Labeled point records
════════
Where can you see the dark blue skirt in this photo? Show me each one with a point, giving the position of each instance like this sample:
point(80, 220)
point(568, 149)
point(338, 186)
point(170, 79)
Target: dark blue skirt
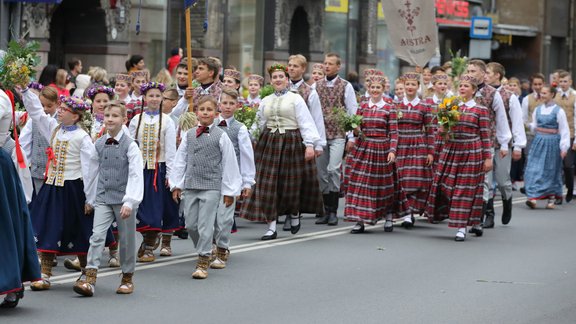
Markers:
point(157, 211)
point(18, 258)
point(59, 221)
════════
● Problem
Copy out every line of the entries above word for word, leaving out the pictures.

● Response
Where can you see the dark blue skirt in this photo? Show me each one with a point, giving the position of each instance like this sample:
point(80, 220)
point(568, 149)
point(338, 186)
point(170, 79)
Target: dark blue skirt
Markers:
point(157, 211)
point(18, 258)
point(59, 221)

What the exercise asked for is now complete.